■ Page text ■
BEGIN

Friday may have ended on a positive note for the APEC Summit, but it was a bad day for President George W. Bush.
Following his awkward on-camera meeting with South Korean President Roh Moo-hyun, during which Roh chided Mr. Bush on "not being clearer" about his negotiations with North Korea, Mr. Bush gave a speech to business leaders at a sidebar event of the Asia-Pacific Economic Cooperation forum.
His appearance at the Sydney Opera House began inauspiciously: Mr. Bush started 10 minutes late, to allow APEC workers to hustle people out of the theater's balcony to fill empty portions of the orchestra section below that were visible on camera.
Once on stage, he'd only reached the third sentence when he committed his first gaffe:
"Thank you for being such a fine host for the OPEC summit," Mr. Bush said to Australian Prime Minister John Howard.
Unfortunate in that he was addressing attendees at APEC, the annual meeting of leaders from 21 Pacific Rim nations, not OPEC, the cartel of 12 major oil producers.
Mr. Bush quickly corrected himself. "APEC summit," he said forcefully, joking that the confusion was because Howard had invited him to the OPEC summit next year (though neither Australia nor the United States is an OPEC member).
The president's next goof went uncorrected, at least immediately. Talking about Howard's visit to Iraq last year to thank his country's soldiers serving there, Mr. Bush referred to them as "Austrian troops" - though the official text released by the White House and posted on whitehouse.gov fixed it to "Australian."
After his speech, Mr. Bush confidently headed out - the wrong way.
He strode away from the lectern on a path that would have sent him over a steep drop. Howard and others saved him, redirecting the president to center stage, where there were steps leading down to the floor of the theater.
The audience remained quiet throughout the president's remarks, applauding only when he was finished.
The summit was conducive to at least a preliminary agreement on a declaration to fight climate change, overcoming squabbling between rich and poor nations about targets on emissions.
The draft statement calls for the need "to slow, stop and then reverse" climate change.
It sets a target to reduce energy intensity 25 percent by 2030 a demand by Australia, backed by the United States.
It also affirmed that climate change negotiations should take place under United Nations' auspices, a demand of China and other developing nations.
The joint statement, drafted by officials over four days, now goes to the 21-member nations' leaders on Saturday, who must give their approval.
If Mr. Bush, Chinese President Hu Jintao and the 19 other leaders agree to the draft statement, it would mark a victory for Australia and the U.S., which have tried to persuade China and other developing nations to agree to commit to firmer goals to tackle climate change.
"Everybody cannot get everything, but everybody did not lose too much," said Salman Al-Farisi, an Indonesian official involved in the talks.

END

■ Exercise tasks ■
**A)** What energy-intensity target does the draft statement set, according to the APEC summit report?
**B)** Go on with the APEC summit report, starting after its final sentence.
The listing comes from a separate source.

■ Source information ■
BEGIN

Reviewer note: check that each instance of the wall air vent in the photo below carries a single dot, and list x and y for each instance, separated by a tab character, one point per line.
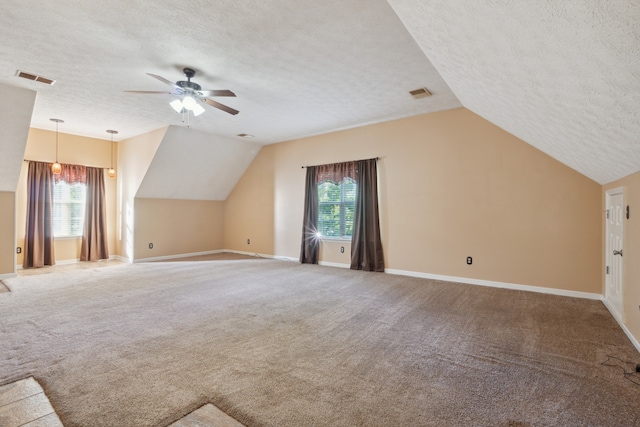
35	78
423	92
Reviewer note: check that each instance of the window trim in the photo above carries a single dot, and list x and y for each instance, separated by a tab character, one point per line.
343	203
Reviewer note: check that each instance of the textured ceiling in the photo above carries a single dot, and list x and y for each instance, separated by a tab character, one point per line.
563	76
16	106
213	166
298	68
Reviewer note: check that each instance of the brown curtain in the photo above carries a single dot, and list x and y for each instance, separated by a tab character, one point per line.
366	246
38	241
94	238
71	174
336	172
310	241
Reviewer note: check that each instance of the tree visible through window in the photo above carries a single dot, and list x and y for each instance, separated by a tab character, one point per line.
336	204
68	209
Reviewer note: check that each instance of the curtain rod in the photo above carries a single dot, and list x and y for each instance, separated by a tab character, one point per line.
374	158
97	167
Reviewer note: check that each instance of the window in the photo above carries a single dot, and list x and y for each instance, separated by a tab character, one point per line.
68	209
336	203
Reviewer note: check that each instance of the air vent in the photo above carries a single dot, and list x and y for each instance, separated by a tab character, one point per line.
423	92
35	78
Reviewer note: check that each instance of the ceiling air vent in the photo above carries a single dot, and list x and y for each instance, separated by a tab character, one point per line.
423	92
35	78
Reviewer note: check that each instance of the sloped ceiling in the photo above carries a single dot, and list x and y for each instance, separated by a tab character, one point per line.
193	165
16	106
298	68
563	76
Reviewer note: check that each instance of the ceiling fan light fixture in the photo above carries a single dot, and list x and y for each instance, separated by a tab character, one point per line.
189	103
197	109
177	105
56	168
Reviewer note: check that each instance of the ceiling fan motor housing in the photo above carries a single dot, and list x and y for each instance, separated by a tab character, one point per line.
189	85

END
BEGIN

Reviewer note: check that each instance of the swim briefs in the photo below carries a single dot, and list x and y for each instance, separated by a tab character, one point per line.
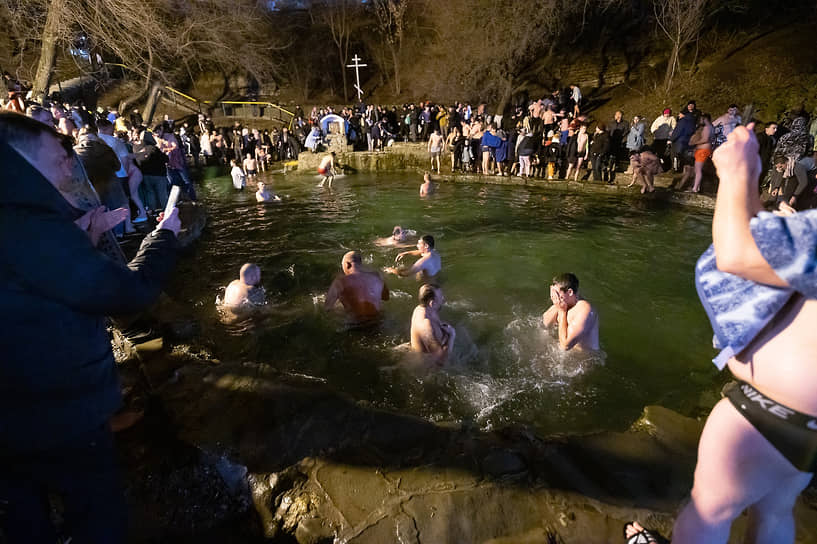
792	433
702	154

END
BEGIN

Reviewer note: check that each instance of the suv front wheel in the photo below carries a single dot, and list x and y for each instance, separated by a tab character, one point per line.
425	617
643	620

END

■ Results of the tasks ■
**A)** It sets a target of reducing energy intensity 25 percent by 2030.

**B)**
APEC includes four of the largest emitters of the greenhouse gases that cause global warming - the U.S., China, Russia and Japan. So an agreement among APEC could potentially affect the wider international debate on fighting climate change.
That the leaders will strike an agreement is almost certain, because the stakes were too high to walk away with nothing, officials said earlier this week. But it was uncertain whether the drafters' compromise would be acceptable to the leaders.
To strike the accord, negotiators agreed to set a target to reduce "energy intensity" - the amount of energy needed to produce economic growth, said Indonesia's Al-Farisi.
Howard has previously called for reducing energy intensity 25 percent by 2030 - a goal a Southeast Asian official, who spoke on condition of anonymity, said was included in the draft.
In return for the reduction target, Al-Farisi said, the statement would call for "common but differentiated responsibilities." The phrase means richer nations will have to bear more of the financial and other costs in cutting the carbon emissions that contribute to global warming.
Ong Keng Yong, secretary-general of the 10-member Association of Southeast Asian Nations, confirmed that agreement had been reached among officials, and the final draft was ready to be handed to the leaders.
Aside from climate change, leaders were also expected to issue a statement urging renewed efforts to conclude the foundering Doha round of global trade talks.
The Summit will end on a more raucous note Saturday, as a major demonstration - at least 20,000 people are expected - will be held against Mr. Bush, the Iraq War and corporate interests. About 1,000 protestors got an early start Friday, scuffling with police near a hotel where some summit delegates are staying.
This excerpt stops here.